WHAT NEEDS TO BE DONE: Convert every line of the entries below into a JSON list of strings, one string per line, with blank lines and pictures left out.
— START OF DATA SUPPLIED —
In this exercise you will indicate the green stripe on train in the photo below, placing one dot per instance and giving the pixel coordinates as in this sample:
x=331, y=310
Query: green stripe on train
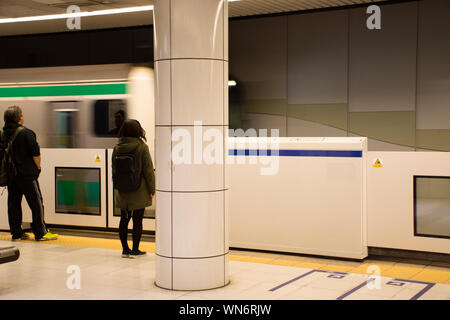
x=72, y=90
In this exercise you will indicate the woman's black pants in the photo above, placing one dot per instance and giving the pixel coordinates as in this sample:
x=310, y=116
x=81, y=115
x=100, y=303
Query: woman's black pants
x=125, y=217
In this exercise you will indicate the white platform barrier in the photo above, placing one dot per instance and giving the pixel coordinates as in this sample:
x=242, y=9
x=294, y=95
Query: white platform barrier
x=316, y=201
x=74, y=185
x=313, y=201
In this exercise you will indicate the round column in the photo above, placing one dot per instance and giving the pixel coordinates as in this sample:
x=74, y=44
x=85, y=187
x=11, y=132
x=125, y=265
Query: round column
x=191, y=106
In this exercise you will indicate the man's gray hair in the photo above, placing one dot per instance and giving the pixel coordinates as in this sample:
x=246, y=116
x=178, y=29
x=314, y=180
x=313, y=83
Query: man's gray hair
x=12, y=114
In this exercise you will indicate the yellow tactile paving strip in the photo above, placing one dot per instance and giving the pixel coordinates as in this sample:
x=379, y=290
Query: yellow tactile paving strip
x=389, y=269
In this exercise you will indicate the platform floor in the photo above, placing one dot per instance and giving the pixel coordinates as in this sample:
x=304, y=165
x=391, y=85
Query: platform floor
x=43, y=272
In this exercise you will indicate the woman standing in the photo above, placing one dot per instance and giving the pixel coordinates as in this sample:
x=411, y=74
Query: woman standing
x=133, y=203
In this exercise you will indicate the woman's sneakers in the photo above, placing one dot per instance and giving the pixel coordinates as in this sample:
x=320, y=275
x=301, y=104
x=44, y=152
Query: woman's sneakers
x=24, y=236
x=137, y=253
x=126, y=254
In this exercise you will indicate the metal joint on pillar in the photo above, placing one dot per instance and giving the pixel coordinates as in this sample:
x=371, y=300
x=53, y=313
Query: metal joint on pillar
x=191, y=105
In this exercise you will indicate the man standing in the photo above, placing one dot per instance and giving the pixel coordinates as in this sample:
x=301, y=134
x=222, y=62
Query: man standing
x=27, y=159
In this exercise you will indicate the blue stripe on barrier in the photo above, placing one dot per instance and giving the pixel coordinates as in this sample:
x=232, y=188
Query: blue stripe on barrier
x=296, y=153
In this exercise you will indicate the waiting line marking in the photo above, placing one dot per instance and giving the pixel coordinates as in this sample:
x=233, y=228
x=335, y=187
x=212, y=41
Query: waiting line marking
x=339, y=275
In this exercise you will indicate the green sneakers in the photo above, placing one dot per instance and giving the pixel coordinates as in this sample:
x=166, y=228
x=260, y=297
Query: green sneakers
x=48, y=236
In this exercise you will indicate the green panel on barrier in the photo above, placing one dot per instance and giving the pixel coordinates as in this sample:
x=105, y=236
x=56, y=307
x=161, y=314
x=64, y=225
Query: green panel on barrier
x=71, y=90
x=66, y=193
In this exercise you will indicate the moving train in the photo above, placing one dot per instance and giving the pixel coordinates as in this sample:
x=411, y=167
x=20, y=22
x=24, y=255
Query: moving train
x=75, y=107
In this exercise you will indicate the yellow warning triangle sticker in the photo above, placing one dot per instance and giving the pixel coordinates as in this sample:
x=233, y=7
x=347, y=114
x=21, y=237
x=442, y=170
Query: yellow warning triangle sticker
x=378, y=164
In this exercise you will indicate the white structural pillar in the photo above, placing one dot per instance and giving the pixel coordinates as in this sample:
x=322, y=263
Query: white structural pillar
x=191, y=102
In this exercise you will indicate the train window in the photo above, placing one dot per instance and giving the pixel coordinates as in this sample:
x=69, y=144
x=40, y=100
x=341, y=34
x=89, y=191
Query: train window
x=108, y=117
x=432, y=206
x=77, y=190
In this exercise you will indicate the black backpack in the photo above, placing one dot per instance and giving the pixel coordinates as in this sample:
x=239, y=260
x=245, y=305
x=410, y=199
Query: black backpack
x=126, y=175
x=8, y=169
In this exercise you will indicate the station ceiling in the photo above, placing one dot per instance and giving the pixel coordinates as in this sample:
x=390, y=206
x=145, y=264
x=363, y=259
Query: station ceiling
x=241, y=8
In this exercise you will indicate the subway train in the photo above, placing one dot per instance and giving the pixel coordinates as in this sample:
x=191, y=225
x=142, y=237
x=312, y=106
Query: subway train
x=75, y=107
— END OF DATA SUPPLIED —
RESPONSE FOR THIS EXERCISE:
[
  "In this exercise you will indicate the green stripe on train in the photo below, placing one dot per instance and giving the pixel coordinates as in this sample:",
  "x=331, y=310",
  "Query: green stripe on train",
  "x=72, y=90",
  "In this exercise you will indicate the woman's black pants in the photo above, placing one dot per instance and giving the pixel coordinates as in this sample:",
  "x=310, y=116",
  "x=81, y=115",
  "x=100, y=303",
  "Query: woman's black pants",
  "x=125, y=217",
  "In this exercise you will indicate the white platform barrier in the photo above, placing one dot per instance and giving the pixel coordinates as in this sample:",
  "x=242, y=9",
  "x=294, y=95",
  "Query: white platform barrier",
  "x=316, y=201",
  "x=74, y=185",
  "x=313, y=201",
  "In this exercise you will indicate the round column in the photo above, placing one dot per instance and giving the pixel coordinates as in this sample:",
  "x=74, y=44",
  "x=85, y=187",
  "x=11, y=132",
  "x=125, y=265",
  "Query: round column",
  "x=191, y=106",
  "In this exercise you will indicate the man's gray hair in the photo above, placing one dot per instance and giving the pixel coordinates as in this sample:",
  "x=246, y=116",
  "x=178, y=29",
  "x=314, y=180",
  "x=313, y=83",
  "Query: man's gray hair",
  "x=12, y=114",
  "In this exercise you will indicate the yellow tactile paving strip in the photo above, placing one dot per instance and giving the pixel coordinates as in this sample:",
  "x=379, y=290",
  "Query: yellow tactile paving strip",
  "x=389, y=269",
  "In this exercise you will indicate the platform floor in the photo above, placing one dot per instance and giving the pixel coordinates as in this sample:",
  "x=304, y=165",
  "x=391, y=85",
  "Query: platform floor",
  "x=43, y=272",
  "In this exercise you will indicate the woman standing in the photo above, placing one dot per instance and giving the pixel coordinates as in this sample:",
  "x=411, y=74",
  "Query: woman standing",
  "x=133, y=203",
  "In this exercise you will indicate the woman's sneakers in the photo above, placing one dot per instance and giving the pixel coordinates as in this sample:",
  "x=320, y=275",
  "x=301, y=104",
  "x=44, y=152",
  "Query: woman's sneakers",
  "x=24, y=236",
  "x=137, y=253",
  "x=126, y=254",
  "In this exercise you will indicate the metal joint on pillar in the photo above, placing one dot per instance and giving the pixel coordinates as in this sample:",
  "x=371, y=300",
  "x=53, y=313",
  "Query: metal joint on pillar",
  "x=191, y=105",
  "In this exercise you will indicate the man standing in the photo above, placing one dot per instance and giving the pixel coordinates as in this sample:",
  "x=301, y=134",
  "x=222, y=62",
  "Query: man standing",
  "x=27, y=159",
  "In this exercise you will indicate the blue stripe on barrier in the photo above, placing one dot per instance and giving the pixel coordinates as in this sample:",
  "x=232, y=188",
  "Query: blue stripe on barrier",
  "x=296, y=153",
  "In this exercise you will indicate the waiting line marking in the photo above, placing one dot per instance and giving the pixel coordinates as in this sample:",
  "x=233, y=228",
  "x=335, y=187",
  "x=212, y=41",
  "Query: waiting line marking",
  "x=339, y=275",
  "In this exercise you will indicate the green sneakers in the photo above, placing one dot per instance and giving the pixel coordinates as in this sample:",
  "x=166, y=228",
  "x=260, y=297",
  "Query: green sneakers",
  "x=48, y=236",
  "In this exercise you will indicate the green panel on barrier in the photo above, placing one dot per instance and giving the pixel coordinates as in this sample:",
  "x=105, y=236",
  "x=56, y=307",
  "x=161, y=314",
  "x=64, y=225",
  "Query: green panel on barrier",
  "x=71, y=90",
  "x=66, y=193",
  "In this exercise you will indicate the moving train in the photo above, placing one dot per instance and giving the pixel coordinates as in this sample:",
  "x=411, y=167",
  "x=20, y=22",
  "x=24, y=255",
  "Query: moving train",
  "x=75, y=107",
  "In this exercise you will indicate the yellow warning triangle sticker in the photo above, placing one dot per instance and giving the pixel coordinates as in this sample:",
  "x=233, y=7",
  "x=347, y=114",
  "x=21, y=237",
  "x=442, y=170",
  "Query: yellow warning triangle sticker",
  "x=378, y=164",
  "In this exercise you will indicate the white structural pillar in the photo above, placing one dot per instance and giving the pixel coordinates as in this sample:",
  "x=322, y=263",
  "Query: white structural pillar",
  "x=191, y=102",
  "In this exercise you will indicate the train window in the photo above, placing one dot per instance and giving the pixel coordinates as in this sample:",
  "x=69, y=144",
  "x=40, y=100",
  "x=341, y=34",
  "x=89, y=191",
  "Query: train window",
  "x=108, y=117",
  "x=432, y=206",
  "x=77, y=190",
  "In this exercise you will indicate the black backpack in the photo above, placing one dot per instance and giving the pixel coordinates as in this sample:",
  "x=239, y=260",
  "x=245, y=305",
  "x=410, y=199",
  "Query: black backpack",
  "x=126, y=175",
  "x=8, y=169",
  "In this exercise you will indicate the station ceiling in the photo above, placing one dot per instance and giving the pixel coordinates as in this sample:",
  "x=390, y=206",
  "x=145, y=264",
  "x=363, y=259",
  "Query: station ceiling",
  "x=241, y=8",
  "In this exercise you will indicate the subway train in the photo above, placing one dot per instance and giving the pixel coordinates as in this sample:",
  "x=191, y=225",
  "x=142, y=237",
  "x=312, y=106",
  "Query: subway train",
  "x=75, y=107"
]